▸ **TASK PROMPT**
Write the next part of the workers' compensation case summary on Goodyear Tire & Rubber Co. v. Bush, picking up right after its last sentence.

In Goodyear Tire & Rubber Co. v. Bush, the Alabama Civil Appeals Court held that the trial court erred in concluding that the employee was permanently and totally disabled under the Act, Ala. Code § 25-5-57(a)(4)(d), because it used the vocational disability of the employee as the basis for the compensation award without first deciding that an exception to the schedule applied.” 2014 Ala. Civ. App. LEXIS 153 (Ala. Civ. App. Aug. 22, 2014).

The employee in that case, an automobile mechanic, sustained an injury to his right knee while at work. He received medical treatment from his authorized treating physicians, and after reaching maximum medical improvement, it was “determined that the right-knee injury had limited the employee to working light-duty jobs requiring no stooping, squatting, kneeling, climbing, or lifting over 20 pounds.” Bush, at 12. Unfortunately, those restrictions prevented the employee from returning to his prior position at Goodyear as a mechanic. At trial, the employee testified that he had worked as a mechanic for over 40 years, had no other transferrable skills, and, based upon “the testimony of a vocational expert retained by the employee, the trial court concluded that the employee was permanently and totally disabled” under the Workers’ Compensation Act due to his inability to find gainful employment. Id. (quoting Ala. Code § 25-5-57(a)(4)(d) “any physical injury or mental impairment resulting from an accident, which injury or impairment permanently and totally incapacitates the employee from working at and being retrained for gainful employment, shall constitute prima facie evidence of permanent total disability”).

▸ **EXTRACTED ENTRIES**

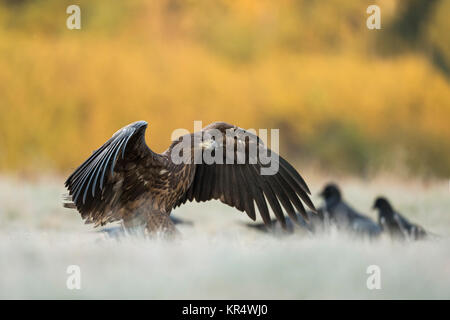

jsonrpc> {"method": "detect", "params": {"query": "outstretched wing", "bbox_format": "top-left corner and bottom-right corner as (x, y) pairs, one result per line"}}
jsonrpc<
(65, 121), (162, 226)
(169, 122), (315, 228)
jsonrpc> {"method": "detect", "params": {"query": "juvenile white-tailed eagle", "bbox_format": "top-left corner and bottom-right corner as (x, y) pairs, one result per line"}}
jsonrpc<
(64, 121), (315, 234)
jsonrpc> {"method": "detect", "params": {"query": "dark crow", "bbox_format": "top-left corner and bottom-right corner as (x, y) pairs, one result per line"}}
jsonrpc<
(320, 183), (381, 237)
(373, 197), (427, 240)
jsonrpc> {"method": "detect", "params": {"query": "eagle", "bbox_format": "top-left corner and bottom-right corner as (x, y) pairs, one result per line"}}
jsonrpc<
(64, 121), (316, 235)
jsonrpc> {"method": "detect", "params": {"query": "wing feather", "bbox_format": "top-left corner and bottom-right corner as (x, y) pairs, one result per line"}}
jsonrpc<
(175, 122), (315, 228)
(65, 121), (163, 225)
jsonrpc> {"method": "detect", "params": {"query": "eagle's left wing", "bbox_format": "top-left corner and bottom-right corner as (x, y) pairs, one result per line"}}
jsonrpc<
(64, 121), (163, 226)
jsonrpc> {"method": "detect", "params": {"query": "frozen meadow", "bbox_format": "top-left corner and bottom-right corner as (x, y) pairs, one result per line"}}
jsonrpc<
(0, 175), (450, 299)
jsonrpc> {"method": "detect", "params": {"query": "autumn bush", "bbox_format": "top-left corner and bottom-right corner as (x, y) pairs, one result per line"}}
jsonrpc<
(0, 0), (450, 177)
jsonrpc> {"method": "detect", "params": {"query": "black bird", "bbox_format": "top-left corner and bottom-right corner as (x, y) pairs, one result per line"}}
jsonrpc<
(320, 183), (381, 237)
(373, 197), (427, 240)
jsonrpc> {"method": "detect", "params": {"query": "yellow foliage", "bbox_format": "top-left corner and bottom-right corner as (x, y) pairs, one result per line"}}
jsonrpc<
(0, 0), (450, 174)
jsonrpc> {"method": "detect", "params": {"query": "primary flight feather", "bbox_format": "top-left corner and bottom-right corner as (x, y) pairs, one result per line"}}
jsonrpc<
(64, 121), (315, 233)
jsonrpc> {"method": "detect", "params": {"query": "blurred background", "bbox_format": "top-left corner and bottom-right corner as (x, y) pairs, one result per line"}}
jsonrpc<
(0, 0), (450, 178)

▸ **ANSWER TO THE EXERCISE**
As such, the trial court awarded the employee permanent-total disability benefits over the arguments of the employer that benefits were to be limited to those set out in “the schedule.” Id. at 12-13. The trial court did so based upon the holding in Werner Co. v. Williams, 871 So. 2d 845 (Ala. Civ. App. 2003), where the Alabama Court of Civil appeals “implied that, if a court finds that an employee has sustained a permanent total vocational disability, the schedule would not apply to limit his or her compensation because the schedule applies solely to permanent partial disabilities.” 871 So. 2d at 855. However, that ruling had since been overturned, and the Court of Civil Appeals stated that in order for a trial court to award benefits outside of the schedule they “must first determine whether the permanent injury to the scheduled member extends to and interferes with other nonscheduled parts of the employee’s body. If the injury to the scheduled member does not extend to other parts of the employee’s body, then the injury is classified as a matter of law as a permanent partial disability and the schedule . . . governs the amount of compensation . . . without consideration of any vocational disability.” Advantage Sales of Alabama, Inc. v. Clemons, 36 So. 3d 517 (Ala. Civ. App. 2008).

At the time of this ruling, there were only two recognized exceptions allowing an employee to seek benefits out of the schedule. The first was “if the effects of the injury extend to other parts of the body and interfere with their efficiency” and the second was “if the pain from the injury, although isolated in the injured member, totally, or virtually totally, debilitates the employee.” Bush, at 14. These are more commonly known as the Drummand and Graben exceptions, named for the cases in which the exceptions were created.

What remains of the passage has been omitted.